“The cool thing about bombs is that you can hide them in anything,” is probably my favourite Oppenheimer quote of all time, and in the case of Ian Hitman, it does raise an important question: with so many everyday objects equal to the rubber duck in its unthreatening aura, yet more inconspicuous, why choose to put an explosive in this one?
The simplest answer is that’s it’s a recurring bit of levity, a holdover easter egg, elevated to the status of key mission item in Hitman: Codename 47 before being given pride of place as an explosive in the World Of Assassination games. But to ascribe such unassuming purpose to the duck is to ignore its revelatory power. We must go deeper.
Perhaps Ian’s most recognisable trait, and his most unintentionally revealing, is his deeply considered sense of style. Hitman would have us believe that Ian is a blank slate, invisible in his heightened conspicuity – all the better to inhabit his myriad disguises. This is a falsehood. We must only observe his perfectly tailored suits to know this. These are the suits of a man who cherishes compliments.

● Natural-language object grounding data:

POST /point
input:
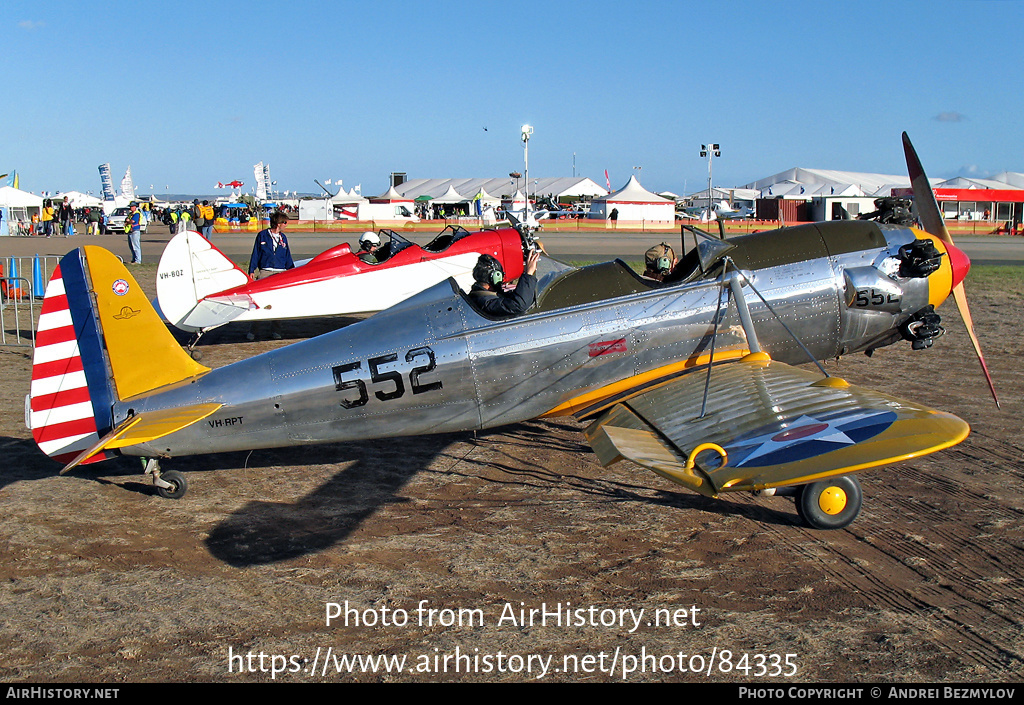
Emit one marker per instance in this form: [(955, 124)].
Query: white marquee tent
[(634, 203)]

● WHAT THIS EXERCISE ASKS:
a) Decide whether each statement agrees with the Hitman passage, answering yes or no and quoting the deciding words: (i) the duck was a key mission item in Hitman: Codename 47; (ii) the passage accepts that Ian is a blank slate; (iii) Ian's sense of style is described as carelessly chosen.
b) According to the Hitman passage, in which games is the duck given pride of place as an explosive?

● ANSWERS IN ORDER:
a)
(i) Yes: "elevated to the status of key mission item in Hitman: Codename 47"
(ii) No: "This is a falsehood."
(iii) No: "his deeply considered sense of style"

b) The World Of Assassination games.